What the task requires:
Read the CMT analysis below and decide whether each statement agrees with it: 1. The fair value given is S$3.21. 2. Smaller REITs can afford asset enhancement on the same scale as bigger REITs. 3. Asset management and enhancement can potentially return up to 25% on investment. Answer yes or no for each, quoting the words of the text that decide it.

Source document:
Postby ishak » Mon Sep 01, 2008 11:18 pm

A leader in asset enhancement

BUY S$2.75
Fair Value: S$3.21


Key strength lies in asset management and enhancement
. The tight credit market has raised concerns that REITs could face a tougher time making yield-accretive acquisitions and thus resulting in slower DPU growth ahead. For CMT, investors should focus on its growth via asset management and enhancement instead, which can potentially generate between 8% to 25% return on investment. CMT had proven its astuteness in the area of asset enhancement initiatives (AEIs) and with its ongoing AEIs, CMT should still be able to grow its DPU even if there are no new future acquisitions and a freeze in rental rates.

Big is beautiful. Bigger REITs have comparative advantage over smaller REITs in the area of AEIs, as the latter may face a lower limit on borrowings, which is partly determined by asset value, and can not afford similar largescale AEIs. Bigger REITs such as CMT can leverage on their size to undertake larger scale AEIs that can generate higher incremental value
without significantly affecting short term distribution.

Data lines:
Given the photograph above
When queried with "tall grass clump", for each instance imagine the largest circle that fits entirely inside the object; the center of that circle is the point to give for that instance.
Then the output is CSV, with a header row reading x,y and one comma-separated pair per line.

Task response:
1. Yes: "Fair Value: S$3.21"
2. No: "can not afford similar largescale AEIs"
3. Yes: "can potentially generate between 8% to 25% return on investment"